══ Provided records

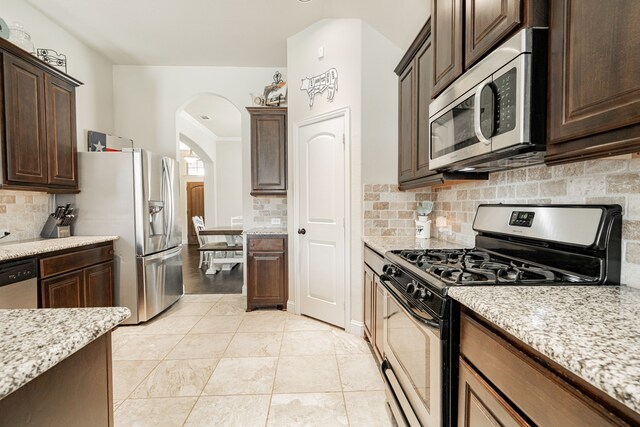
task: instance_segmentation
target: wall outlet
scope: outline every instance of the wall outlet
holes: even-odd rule
[[[282,224],[282,221],[280,220],[280,218],[271,218],[271,225],[280,225]]]

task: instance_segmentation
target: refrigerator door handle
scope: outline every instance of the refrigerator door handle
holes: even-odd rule
[[[146,255],[144,257],[139,257],[139,258],[144,258],[146,261],[153,261],[155,259],[159,259],[159,258],[171,258],[173,255],[180,253],[180,251],[182,251],[182,245],[180,246],[176,246],[173,249],[169,249],[166,251],[162,251],[162,252],[158,252],[152,255]]]
[[[170,175],[169,165],[166,157],[162,158],[162,187],[163,187],[163,197],[164,197],[164,205],[165,209],[165,221],[164,221],[164,236],[166,239],[166,245],[168,246],[171,242],[171,233],[173,228],[173,188],[171,186],[171,175]]]

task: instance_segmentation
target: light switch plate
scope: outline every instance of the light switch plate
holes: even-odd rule
[[[280,218],[271,218],[271,225],[280,225],[281,223]]]

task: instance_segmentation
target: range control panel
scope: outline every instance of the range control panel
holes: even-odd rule
[[[37,275],[38,264],[35,258],[4,263],[0,266],[0,286],[32,279]]]
[[[535,215],[535,212],[513,211],[511,212],[509,225],[516,227],[531,227],[531,224],[533,224],[533,217]]]

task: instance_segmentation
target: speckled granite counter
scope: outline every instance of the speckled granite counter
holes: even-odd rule
[[[485,286],[449,295],[640,413],[640,289]]]
[[[395,249],[459,249],[459,243],[410,237],[363,237],[362,241],[380,255]]]
[[[123,307],[0,310],[0,399],[129,316]]]
[[[250,228],[248,230],[244,230],[244,234],[263,234],[263,235],[281,235],[281,234],[287,234],[287,229],[286,228],[269,228],[269,227],[262,227],[262,228]]]
[[[0,245],[0,261],[77,248],[79,246],[95,245],[96,243],[117,239],[118,236],[71,236],[61,239],[9,242]]]

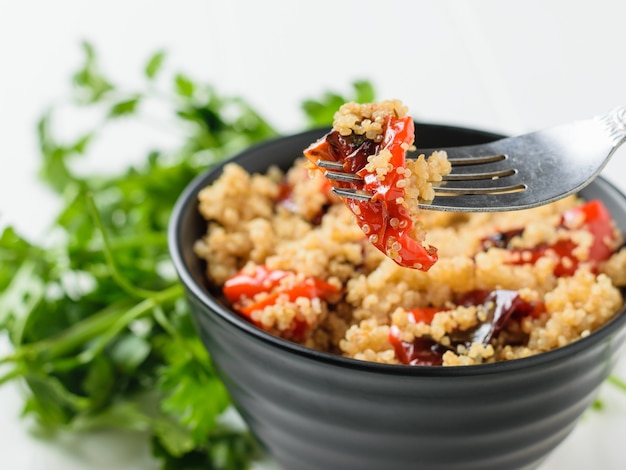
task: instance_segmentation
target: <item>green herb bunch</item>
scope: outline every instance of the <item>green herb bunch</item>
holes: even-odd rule
[[[245,100],[186,75],[161,90],[163,51],[145,64],[145,86],[125,90],[101,72],[91,44],[83,49],[70,101],[102,119],[67,143],[54,132],[55,108],[43,115],[40,176],[62,208],[44,241],[12,227],[0,235],[0,332],[13,345],[0,358],[0,384],[20,380],[24,414],[51,432],[138,431],[163,468],[248,468],[258,448],[221,419],[230,399],[194,330],[166,231],[192,178],[278,132]],[[301,103],[304,127],[330,124],[345,101],[374,99],[366,81],[351,93]],[[165,102],[181,129],[175,148],[110,176],[75,170],[107,126],[149,120],[151,100]]]

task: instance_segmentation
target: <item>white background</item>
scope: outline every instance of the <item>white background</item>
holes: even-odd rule
[[[36,180],[35,123],[67,96],[83,39],[105,74],[131,87],[165,49],[170,71],[244,96],[284,133],[301,129],[303,98],[368,79],[419,120],[515,134],[626,105],[624,18],[619,0],[0,0],[0,224],[42,237],[54,213]],[[94,168],[166,144],[117,132]],[[603,176],[626,190],[624,153]],[[626,394],[605,385],[601,395],[605,410],[587,413],[542,470],[626,468]],[[156,468],[141,436],[37,439],[21,403],[16,386],[0,388],[0,469]]]

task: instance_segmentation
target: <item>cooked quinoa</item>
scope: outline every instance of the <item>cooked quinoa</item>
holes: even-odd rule
[[[375,103],[343,104],[333,116],[333,129],[341,135],[362,135],[380,142],[383,137],[383,124],[390,114],[397,117],[408,116],[409,108],[400,100],[386,100]]]
[[[372,114],[363,132],[376,122]],[[208,229],[195,252],[206,261],[211,285],[219,291],[233,276],[259,267],[282,273],[275,285],[283,292],[306,280],[309,286],[311,279],[323,283],[311,292],[324,295],[272,297],[268,288],[238,307],[273,334],[346,357],[406,363],[396,338],[404,345],[420,339],[436,345],[445,366],[522,358],[589,335],[623,305],[622,236],[611,228],[603,243],[615,253],[597,266],[588,263],[589,231],[575,218],[562,223],[562,214],[584,203],[576,196],[511,213],[421,211],[426,241],[439,248],[439,260],[427,272],[399,266],[375,249],[304,159],[286,173],[270,168],[263,175],[228,164],[199,201]],[[505,248],[485,244],[493,234],[505,233],[514,234]],[[548,249],[531,260],[525,251],[559,240],[575,241],[569,258]],[[556,275],[559,269],[567,275]],[[493,307],[459,305],[459,299],[502,290],[542,309],[512,318],[488,341],[459,341],[459,335],[475,337],[470,333],[488,324]],[[411,312],[421,308],[437,311],[429,321],[416,321]]]
[[[420,211],[451,166],[445,152],[406,159],[409,150],[413,121],[399,100],[346,103],[286,173],[226,165],[199,194],[208,229],[194,248],[210,284],[266,331],[389,364],[522,358],[620,311],[626,250],[599,201]],[[337,198],[314,170],[320,158],[363,178],[372,199]]]

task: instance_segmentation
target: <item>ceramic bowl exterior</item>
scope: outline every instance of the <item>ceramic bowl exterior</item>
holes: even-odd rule
[[[279,138],[229,161],[249,172],[288,168],[327,130]],[[501,136],[416,123],[420,146]],[[206,230],[197,194],[222,166],[194,180],[170,224],[170,251],[198,333],[232,400],[285,470],[512,470],[536,468],[575,426],[619,357],[626,313],[573,344],[515,361],[466,367],[375,364],[314,351],[237,316],[205,281],[193,253]],[[601,198],[626,230],[626,199],[602,178]],[[207,397],[210,399],[210,397]]]

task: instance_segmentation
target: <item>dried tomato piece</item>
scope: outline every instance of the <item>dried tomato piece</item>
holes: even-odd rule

════

Repeat the entries exactly, without pictures.

Output of the exercise:
task: instance_segmentation
target: wall outlet
scope: outline every instance of the wall outlet
holes: even-odd rule
[[[282,224],[282,221],[280,220],[280,218],[271,218],[271,225],[280,225]]]

task: instance_segmentation
target: refrigerator door handle
scope: outline every instance of the refrigerator door handle
holes: even-odd rule
[[[146,255],[144,257],[139,257],[139,258],[144,258],[146,261],[153,261],[155,259],[159,259],[159,258],[171,258],[173,255],[180,253],[180,251],[182,251],[182,245],[180,246],[176,246],[173,249],[169,249],[166,251],[162,251],[162,252],[158,252],[152,255]]]
[[[170,175],[169,165],[166,157],[162,158],[162,187],[163,187],[163,197],[164,197],[164,205],[165,209],[165,221],[164,221],[164,236],[166,239],[166,245],[168,246],[171,242],[171,233],[173,228],[173,188],[171,186],[171,175]]]

task: instance_segmentation
target: light switch plate
scope: outline every instance of the light switch plate
holes: even-odd rule
[[[280,218],[271,218],[271,225],[280,225],[281,223]]]

task: instance_segmentation
target: range control panel
scope: outline every instance of the range control panel
holes: even-odd rule
[[[37,275],[38,264],[35,258],[4,263],[0,266],[0,286],[32,279]]]
[[[535,215],[535,212],[513,211],[511,212],[509,225],[516,227],[531,227],[531,224],[533,224],[533,217]]]

task: instance_segmentation
target: speckled granite counter
scope: outline every instance of the speckled granite counter
holes: even-odd rule
[[[485,286],[449,295],[640,413],[640,289]]]
[[[395,249],[459,249],[459,243],[410,237],[363,237],[362,241],[380,255]]]
[[[123,307],[0,310],[0,399],[129,316]]]
[[[250,228],[248,230],[244,230],[244,234],[263,234],[263,235],[281,235],[281,234],[287,234],[287,229],[286,228],[269,228],[269,227],[262,227],[262,228]]]
[[[0,245],[0,261],[77,248],[79,246],[95,245],[96,243],[117,239],[118,236],[71,236],[61,239],[9,242]]]

task: instance_segmentation
target: <item>green herb bunch</item>
scope: outline every instance of the <item>green herb bunch</item>
holes: even-odd rule
[[[245,100],[186,75],[161,90],[163,51],[145,64],[145,86],[125,90],[101,72],[91,44],[83,49],[70,101],[102,119],[67,143],[54,132],[55,108],[43,115],[40,176],[62,208],[44,241],[12,227],[0,235],[0,332],[13,345],[0,358],[0,384],[20,380],[24,414],[51,432],[138,431],[163,468],[248,468],[258,448],[221,419],[230,399],[194,330],[166,231],[192,178],[278,132]],[[301,103],[304,127],[330,124],[345,101],[374,99],[366,81],[351,93]],[[165,102],[181,129],[175,148],[110,176],[75,170],[107,126],[149,120],[151,100]]]

task: instance_segmentation
target: <item>white background</item>
scope: outline every instance of the <item>white background</item>
holes: even-odd rule
[[[36,180],[35,123],[67,96],[83,39],[105,74],[131,87],[165,49],[170,71],[244,96],[284,133],[301,129],[303,98],[368,79],[419,120],[515,134],[626,105],[624,18],[619,0],[0,0],[0,224],[42,237],[54,213]],[[94,168],[166,144],[117,132]],[[603,176],[626,190],[624,153]],[[626,394],[605,385],[601,395],[605,410],[587,413],[542,470],[626,468]],[[156,468],[141,436],[37,439],[21,403],[16,386],[0,388],[0,469]]]

task: instance_segmentation
target: <item>cooked quinoa</item>
scope: outline every instance of the <item>cooked quinoa</item>
holes: even-odd rule
[[[375,103],[343,104],[333,116],[333,129],[341,135],[362,135],[380,142],[383,137],[383,124],[390,114],[397,117],[408,116],[409,108],[400,100],[386,100]]]
[[[372,114],[363,132],[376,122]],[[208,229],[195,252],[206,261],[211,285],[219,291],[233,276],[259,267],[282,273],[275,285],[283,292],[306,280],[309,286],[311,279],[323,283],[311,292],[324,295],[272,297],[268,288],[238,307],[273,334],[346,357],[406,363],[396,338],[404,345],[420,339],[436,345],[445,366],[522,358],[589,335],[623,305],[622,236],[611,228],[603,243],[615,253],[597,266],[588,263],[589,231],[575,218],[562,223],[562,214],[584,203],[576,196],[511,213],[421,211],[426,241],[439,248],[439,260],[427,272],[399,266],[375,249],[304,159],[286,173],[270,168],[263,175],[228,164],[199,201]],[[505,248],[485,244],[493,234],[505,233],[514,234]],[[548,249],[531,260],[525,251],[559,240],[575,241],[569,258]],[[556,275],[559,269],[567,275]],[[493,307],[459,305],[459,299],[502,290],[542,309],[512,318],[488,341],[459,341],[459,335],[475,337],[470,333],[488,324]],[[411,312],[421,308],[437,311],[429,321],[416,321]]]
[[[420,211],[451,166],[445,152],[406,159],[409,150],[413,121],[399,100],[346,103],[286,173],[226,165],[199,194],[208,229],[194,248],[210,284],[266,331],[389,364],[522,358],[620,311],[626,250],[599,201]],[[337,198],[314,170],[320,158],[363,178],[372,199]]]

task: instance_segmentation
target: <item>ceramic bowl exterior</item>
scope: outline every instance of the <item>ceramic bowl exterior</item>
holes: even-odd rule
[[[279,138],[229,161],[249,172],[288,168],[327,130]],[[501,136],[416,123],[420,146]],[[206,230],[197,194],[222,166],[194,180],[170,224],[170,251],[198,333],[232,400],[285,470],[512,470],[536,468],[575,426],[619,357],[626,313],[573,344],[515,361],[466,367],[375,364],[314,351],[237,316],[205,281],[193,253]],[[601,198],[626,230],[626,199],[602,178]],[[207,397],[210,399],[210,397]]]

task: instance_segmentation
target: <item>dried tomato piece</item>
scope: outline every instance of the <item>dried tomato piece</item>
holes: even-odd rule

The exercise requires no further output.